Material for this task:
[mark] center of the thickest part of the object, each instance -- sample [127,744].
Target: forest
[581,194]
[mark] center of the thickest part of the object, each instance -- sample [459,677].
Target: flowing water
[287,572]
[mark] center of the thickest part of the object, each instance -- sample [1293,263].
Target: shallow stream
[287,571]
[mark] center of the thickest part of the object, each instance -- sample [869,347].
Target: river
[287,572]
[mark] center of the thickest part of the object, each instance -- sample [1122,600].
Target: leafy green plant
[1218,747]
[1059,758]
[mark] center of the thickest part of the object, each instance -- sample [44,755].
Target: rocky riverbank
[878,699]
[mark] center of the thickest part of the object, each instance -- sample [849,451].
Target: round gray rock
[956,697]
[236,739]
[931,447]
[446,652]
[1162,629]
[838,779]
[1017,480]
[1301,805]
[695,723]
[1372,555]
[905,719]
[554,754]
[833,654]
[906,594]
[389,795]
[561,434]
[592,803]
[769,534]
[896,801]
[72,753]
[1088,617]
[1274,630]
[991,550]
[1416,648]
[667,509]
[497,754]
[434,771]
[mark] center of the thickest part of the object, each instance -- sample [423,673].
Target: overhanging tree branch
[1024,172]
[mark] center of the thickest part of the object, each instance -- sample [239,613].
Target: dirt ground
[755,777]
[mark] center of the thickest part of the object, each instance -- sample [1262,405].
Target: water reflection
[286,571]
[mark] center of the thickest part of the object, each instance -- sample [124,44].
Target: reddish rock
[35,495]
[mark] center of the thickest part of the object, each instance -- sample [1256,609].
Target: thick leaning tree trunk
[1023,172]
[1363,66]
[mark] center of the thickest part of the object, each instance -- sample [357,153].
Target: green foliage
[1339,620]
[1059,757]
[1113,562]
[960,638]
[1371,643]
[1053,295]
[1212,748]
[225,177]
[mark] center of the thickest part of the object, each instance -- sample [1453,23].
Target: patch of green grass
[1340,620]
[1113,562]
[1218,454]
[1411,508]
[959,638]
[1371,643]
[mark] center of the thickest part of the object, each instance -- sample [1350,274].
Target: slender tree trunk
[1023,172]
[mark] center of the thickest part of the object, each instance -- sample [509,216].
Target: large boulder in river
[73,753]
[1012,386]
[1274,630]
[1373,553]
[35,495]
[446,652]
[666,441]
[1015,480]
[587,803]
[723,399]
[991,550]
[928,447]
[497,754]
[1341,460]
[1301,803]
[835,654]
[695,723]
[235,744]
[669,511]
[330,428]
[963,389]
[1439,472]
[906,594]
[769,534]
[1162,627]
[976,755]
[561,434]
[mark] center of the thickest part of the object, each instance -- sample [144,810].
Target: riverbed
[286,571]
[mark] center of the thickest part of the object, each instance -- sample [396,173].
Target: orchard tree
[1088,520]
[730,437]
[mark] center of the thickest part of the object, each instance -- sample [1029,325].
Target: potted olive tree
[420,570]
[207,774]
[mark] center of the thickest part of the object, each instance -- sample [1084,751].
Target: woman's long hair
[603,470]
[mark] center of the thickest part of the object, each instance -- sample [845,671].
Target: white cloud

To do:
Repeat all the records. Match each line exactly.

Completed exercise:
[mark] center of the thickest part of the object, each instance -- sample [127,744].
Target: forest
[581,194]
[mark] center of the thickest part of the object, each instance -- sample [459,677].
Target: flowing water
[287,572]
[mark] center of the thickest part of the object, each instance -- sample [1293,263].
Target: shallow stream
[287,571]
[mark] center of the thickest part of the object, each instance -- sample [869,347].
Target: river
[287,572]
[mark] center of the thickest part of the object, each instance -- sample [1122,600].
Target: leafy green plant
[1218,747]
[1059,758]
[mark] center of the thickest part of the object, each instance -- sample [44,755].
Target: rocky riverbank
[878,699]
[mark] center of the thickest part of the object, each instance -- sample [849,451].
Target: round gray rock
[956,697]
[236,739]
[931,447]
[446,652]
[1162,629]
[838,779]
[1017,480]
[1301,805]
[695,723]
[1372,555]
[905,719]
[554,754]
[833,654]
[906,594]
[389,795]
[561,434]
[592,803]
[769,534]
[896,801]
[72,753]
[1088,617]
[1274,630]
[991,550]
[1416,648]
[667,509]
[497,754]
[434,771]
[mark] center of the thickest part of the object, each instance -- sample [423,673].
Target: overhanging tree branch
[1024,172]
[mark] center of the thickest part of the object, each instance -- sample [239,613].
Target: dirt ground
[755,777]
[mark] center of the thickest part of the object, each instance -- sample [1262,405].
Target: water reflection
[286,571]
[mark] center of the thickest part of the object, each instance -- sample [124,44].
Target: reddish rock
[35,495]
[mark] center of the thickest part of the object, each instance -- sample [1256,609].
Target: thick leaning tree trunk
[1023,172]
[1363,66]
[mark] center of the thickest part of the object, each instance -- sample [357,153].
Target: green foliage
[1339,620]
[1059,757]
[1113,562]
[960,638]
[1371,643]
[1053,295]
[1212,748]
[225,177]
[mark] center of the thickest part of the object, each instance -- sample [1453,23].
Target: patch of green grass
[1340,620]
[1113,562]
[1218,454]
[1411,508]
[959,638]
[1371,643]
[mark] center of the thickest part of the object, each instance -- sample [1350,274].
Target: slender tree trunk
[1023,172]
[mark] center of the thickest part of the object, each instance -- sample [509,216].
Target: large boulder in river
[73,753]
[1012,386]
[1274,630]
[1373,553]
[35,495]
[446,652]
[666,441]
[1015,480]
[587,803]
[723,399]
[991,550]
[928,447]
[497,754]
[1341,460]
[1301,803]
[835,654]
[695,723]
[235,744]
[669,511]
[330,428]
[963,389]
[1439,472]
[906,594]
[769,534]
[1162,627]
[976,755]
[561,434]
[mark] center of the thickest part of the object, each instance -- sample [144,810].
Target: riverbed
[286,571]
[mark] center of the thickest part of the object, each instance -- sample [396,173].
Target: orchard tree
[1088,520]
[730,437]
[mark] center of the thickest part of the object, each instance -- sample [1029,325].
Target: potted olive tree
[420,570]
[207,774]
[mark] center of the thickest part of the object, each instance -- sample [1084,751].
Target: woman's long hair
[603,470]
[mark] center of the thickest part of the object, each instance -- sample [845,671].
Target: white cloud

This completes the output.